◆ 課題文 ◆
%%
小児の肥満について、これまでに様々な記事を書いてきました。
こどもの肥満は将来の糖尿病や心疾患のリスクになりえるので、早い時期からの対応が望ましいのですが、なかなか一筋縄ではいきません。
小児肥満について「どこから肥満というか?」という基準は曖昧ですが、前回、肥満の定義について簡単にまとめました。
日本は「肥満度」という独自の方法を用いて、肥満を定義しています。このため、世界のスタンダードとは大きく異なる基準になってしまっています。
さて、大人で肥満と聞くと「メタボ(メタボリックシンドローム)」を連想する方が多いかもしれません。
実は、小児でもメタボリックシンドロームという概念は存在するため、今回はこちらを解説していこうと思います。
メタボリックシンドロームとはなにか?
小児のメタボリックシンドロームの意味
「小児からメタボなんであるのですか?」とびっくりされたかもしれません。
%%
◆ 設問 ◆
**a)** 小児肥満の文章について、次の問いに答えてください。
(i) こどもの肥満は、将来の何のリスクになりうるとされているか。
(ii) 日本が肥満を定義するのに用いている独自の方法は何か。
(iii) 大人で肥満と聞くと、多くの人が何を連想するかもしれないと述べられているか。
**b)** 小児肥満の文章を、最後の文の後から続けて書くこと。

◆ 保存データ ◆
%%
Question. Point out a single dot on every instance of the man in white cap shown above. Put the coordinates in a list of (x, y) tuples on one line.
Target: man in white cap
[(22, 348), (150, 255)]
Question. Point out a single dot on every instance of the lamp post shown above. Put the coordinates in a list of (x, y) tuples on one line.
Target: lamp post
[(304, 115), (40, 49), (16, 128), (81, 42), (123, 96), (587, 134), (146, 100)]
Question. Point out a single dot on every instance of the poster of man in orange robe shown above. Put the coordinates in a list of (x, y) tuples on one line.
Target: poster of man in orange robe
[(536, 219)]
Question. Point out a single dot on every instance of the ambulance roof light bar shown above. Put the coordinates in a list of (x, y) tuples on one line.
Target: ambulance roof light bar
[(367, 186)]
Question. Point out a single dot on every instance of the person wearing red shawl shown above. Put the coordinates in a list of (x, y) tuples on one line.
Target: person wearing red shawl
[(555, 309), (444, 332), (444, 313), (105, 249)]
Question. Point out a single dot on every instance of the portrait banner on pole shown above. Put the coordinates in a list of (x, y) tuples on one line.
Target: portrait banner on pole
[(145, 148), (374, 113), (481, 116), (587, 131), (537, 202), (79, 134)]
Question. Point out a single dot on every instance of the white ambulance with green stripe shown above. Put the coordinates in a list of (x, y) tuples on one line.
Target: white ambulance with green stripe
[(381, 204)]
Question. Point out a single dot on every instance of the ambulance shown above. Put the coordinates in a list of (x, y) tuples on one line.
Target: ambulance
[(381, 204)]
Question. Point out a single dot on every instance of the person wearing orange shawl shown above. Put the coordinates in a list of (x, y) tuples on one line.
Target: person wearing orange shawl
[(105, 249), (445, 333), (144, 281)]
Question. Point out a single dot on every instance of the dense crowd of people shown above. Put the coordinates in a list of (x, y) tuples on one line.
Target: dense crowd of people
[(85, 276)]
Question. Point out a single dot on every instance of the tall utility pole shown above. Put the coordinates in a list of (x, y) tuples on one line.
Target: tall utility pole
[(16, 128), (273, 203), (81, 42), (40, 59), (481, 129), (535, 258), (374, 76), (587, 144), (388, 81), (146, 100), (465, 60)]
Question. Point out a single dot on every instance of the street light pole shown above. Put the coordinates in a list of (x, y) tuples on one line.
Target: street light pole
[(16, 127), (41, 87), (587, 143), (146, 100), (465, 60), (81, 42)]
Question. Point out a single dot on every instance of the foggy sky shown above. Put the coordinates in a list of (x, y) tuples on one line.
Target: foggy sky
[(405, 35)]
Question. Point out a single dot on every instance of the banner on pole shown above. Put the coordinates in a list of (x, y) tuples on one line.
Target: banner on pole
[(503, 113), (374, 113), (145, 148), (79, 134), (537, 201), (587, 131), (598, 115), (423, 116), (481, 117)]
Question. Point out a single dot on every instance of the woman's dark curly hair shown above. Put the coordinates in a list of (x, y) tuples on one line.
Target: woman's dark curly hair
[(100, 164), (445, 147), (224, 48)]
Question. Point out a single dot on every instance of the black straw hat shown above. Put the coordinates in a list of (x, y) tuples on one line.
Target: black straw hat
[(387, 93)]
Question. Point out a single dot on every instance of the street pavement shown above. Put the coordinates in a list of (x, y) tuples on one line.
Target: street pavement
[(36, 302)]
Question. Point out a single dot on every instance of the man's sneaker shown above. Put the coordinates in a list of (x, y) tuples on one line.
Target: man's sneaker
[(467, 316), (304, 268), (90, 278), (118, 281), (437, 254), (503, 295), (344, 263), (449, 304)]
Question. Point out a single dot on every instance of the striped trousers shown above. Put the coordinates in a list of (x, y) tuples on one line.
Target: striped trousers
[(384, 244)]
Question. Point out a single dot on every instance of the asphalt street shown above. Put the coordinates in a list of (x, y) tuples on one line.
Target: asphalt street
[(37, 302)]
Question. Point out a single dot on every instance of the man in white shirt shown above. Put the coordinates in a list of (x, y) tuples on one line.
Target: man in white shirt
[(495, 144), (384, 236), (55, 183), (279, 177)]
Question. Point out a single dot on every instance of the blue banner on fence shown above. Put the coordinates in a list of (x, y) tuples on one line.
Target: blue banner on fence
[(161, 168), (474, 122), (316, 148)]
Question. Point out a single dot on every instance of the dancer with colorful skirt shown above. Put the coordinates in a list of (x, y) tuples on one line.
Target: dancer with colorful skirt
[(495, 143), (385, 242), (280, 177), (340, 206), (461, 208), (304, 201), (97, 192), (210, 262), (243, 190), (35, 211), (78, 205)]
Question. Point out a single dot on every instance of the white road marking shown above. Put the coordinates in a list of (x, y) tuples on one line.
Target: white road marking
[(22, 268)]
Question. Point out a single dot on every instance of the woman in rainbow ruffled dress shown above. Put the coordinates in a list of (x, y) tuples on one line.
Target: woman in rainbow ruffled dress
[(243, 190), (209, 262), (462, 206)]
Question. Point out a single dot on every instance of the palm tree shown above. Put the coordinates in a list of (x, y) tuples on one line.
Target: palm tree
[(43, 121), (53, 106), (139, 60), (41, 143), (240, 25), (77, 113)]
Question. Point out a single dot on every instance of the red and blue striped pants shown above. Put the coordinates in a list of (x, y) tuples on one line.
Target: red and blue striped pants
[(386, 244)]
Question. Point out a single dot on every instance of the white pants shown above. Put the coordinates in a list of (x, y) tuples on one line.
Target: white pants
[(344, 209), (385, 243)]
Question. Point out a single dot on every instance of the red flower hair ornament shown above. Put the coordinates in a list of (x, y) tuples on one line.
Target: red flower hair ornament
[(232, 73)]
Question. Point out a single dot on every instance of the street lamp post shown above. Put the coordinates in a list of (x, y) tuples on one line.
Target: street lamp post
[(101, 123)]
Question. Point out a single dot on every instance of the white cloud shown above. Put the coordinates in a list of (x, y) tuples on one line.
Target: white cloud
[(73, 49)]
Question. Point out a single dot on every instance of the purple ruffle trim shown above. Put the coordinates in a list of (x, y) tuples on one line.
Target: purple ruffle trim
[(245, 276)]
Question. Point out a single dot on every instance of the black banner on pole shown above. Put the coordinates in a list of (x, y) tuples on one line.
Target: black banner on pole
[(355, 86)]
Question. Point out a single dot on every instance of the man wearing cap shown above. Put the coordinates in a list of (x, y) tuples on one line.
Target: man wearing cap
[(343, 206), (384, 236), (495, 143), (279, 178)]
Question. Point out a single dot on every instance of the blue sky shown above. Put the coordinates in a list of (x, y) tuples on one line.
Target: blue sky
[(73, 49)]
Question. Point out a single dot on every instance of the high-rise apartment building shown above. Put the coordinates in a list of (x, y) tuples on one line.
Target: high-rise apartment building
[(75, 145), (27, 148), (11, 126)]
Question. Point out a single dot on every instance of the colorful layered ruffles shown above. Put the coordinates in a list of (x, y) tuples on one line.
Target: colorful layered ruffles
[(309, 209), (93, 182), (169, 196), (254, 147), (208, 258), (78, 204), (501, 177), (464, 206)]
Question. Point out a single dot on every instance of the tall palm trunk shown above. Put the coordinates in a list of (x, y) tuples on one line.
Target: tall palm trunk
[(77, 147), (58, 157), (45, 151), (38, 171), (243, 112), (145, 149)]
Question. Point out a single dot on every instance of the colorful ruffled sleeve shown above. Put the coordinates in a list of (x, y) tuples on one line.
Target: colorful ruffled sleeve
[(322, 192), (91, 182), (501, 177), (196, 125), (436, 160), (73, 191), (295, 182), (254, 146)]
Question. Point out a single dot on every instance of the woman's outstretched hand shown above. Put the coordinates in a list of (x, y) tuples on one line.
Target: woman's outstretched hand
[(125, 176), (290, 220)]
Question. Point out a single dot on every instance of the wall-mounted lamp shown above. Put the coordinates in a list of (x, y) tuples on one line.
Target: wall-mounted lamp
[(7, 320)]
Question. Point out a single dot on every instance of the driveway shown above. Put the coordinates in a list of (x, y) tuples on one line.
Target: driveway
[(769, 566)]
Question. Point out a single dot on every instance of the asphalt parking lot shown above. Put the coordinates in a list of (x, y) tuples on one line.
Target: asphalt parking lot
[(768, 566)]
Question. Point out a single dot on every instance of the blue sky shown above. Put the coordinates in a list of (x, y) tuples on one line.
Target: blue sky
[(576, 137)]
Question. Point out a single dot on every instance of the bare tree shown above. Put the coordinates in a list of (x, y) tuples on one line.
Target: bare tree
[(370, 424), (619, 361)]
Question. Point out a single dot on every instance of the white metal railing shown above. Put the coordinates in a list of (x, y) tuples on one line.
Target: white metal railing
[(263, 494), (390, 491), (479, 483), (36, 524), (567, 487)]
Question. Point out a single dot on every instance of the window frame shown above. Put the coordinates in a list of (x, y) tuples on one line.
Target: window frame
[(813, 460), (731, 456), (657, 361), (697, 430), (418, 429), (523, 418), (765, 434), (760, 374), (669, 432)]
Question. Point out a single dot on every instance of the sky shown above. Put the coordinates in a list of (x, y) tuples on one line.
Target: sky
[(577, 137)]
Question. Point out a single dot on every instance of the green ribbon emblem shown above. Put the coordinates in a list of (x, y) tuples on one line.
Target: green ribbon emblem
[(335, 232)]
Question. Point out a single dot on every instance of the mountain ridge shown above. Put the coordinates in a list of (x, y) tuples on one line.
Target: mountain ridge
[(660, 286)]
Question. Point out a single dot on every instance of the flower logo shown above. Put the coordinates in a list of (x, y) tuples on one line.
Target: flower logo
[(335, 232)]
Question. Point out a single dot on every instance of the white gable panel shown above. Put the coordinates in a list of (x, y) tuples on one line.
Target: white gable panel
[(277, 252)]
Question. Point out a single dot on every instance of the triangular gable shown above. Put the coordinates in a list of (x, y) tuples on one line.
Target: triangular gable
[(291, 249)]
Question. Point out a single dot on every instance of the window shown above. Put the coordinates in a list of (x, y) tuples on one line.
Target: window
%%
◆ 解答 ◆
**a)**
(i) 糖尿病や心疾患
(ii) 「肥満度」
(iii) メタボ(メタボリックシンドローム)

**b)**
あるいは、「小児でメタボと診断する意味はあるのですか?」と疑問に思われてるかもしれません。
まず、成人の肥満についてですが、多くは小児期の肥満が成人にまで移行しています。
また、最近の研究では、小児期の肥満患者から動脈硬化の初期病変が観察されています。
動脈硬化は、将来の心筋梗塞や脳卒中の原因になりえるため、小児の時点から肥満やメタボリックシンドロームを早めに発見し、医学的な介入をする必要があります。
小児のメタボリックシンドロームの基準について
小児のメタボリックシンドロームの診断基準は、成人のそれと類似しています。
- 腹囲
- 血圧
- 血清の脂質
- 空腹時血糖
の4つの項目からなります。成人と小児では基準値が微妙にことなりますので、注意が必要です。
メタボリックシンドロームの各基準について
次に、小児のメタボリックシンドロームの基準について、それぞれの項目をみていきましょう。
腹囲(ウエスト周囲長)
腹囲は内臓脂肪の蓄積を反映する重要な指標です。
計測は難しくないので、学校保健においても有用な指標と考えられています。
小児の場合:
- 中学生:> 80 cm
- 小学生:> 75 cm
- 腹囲 ÷ 身長:> 0.5
の場合、内臓脂肪の蓄積を疑います。
血圧
肥満と高血圧は密接に関わっています。
実は、小児の高血圧の基準値は小児腎臓学会によって、性別・年齢別に細かく分けられています。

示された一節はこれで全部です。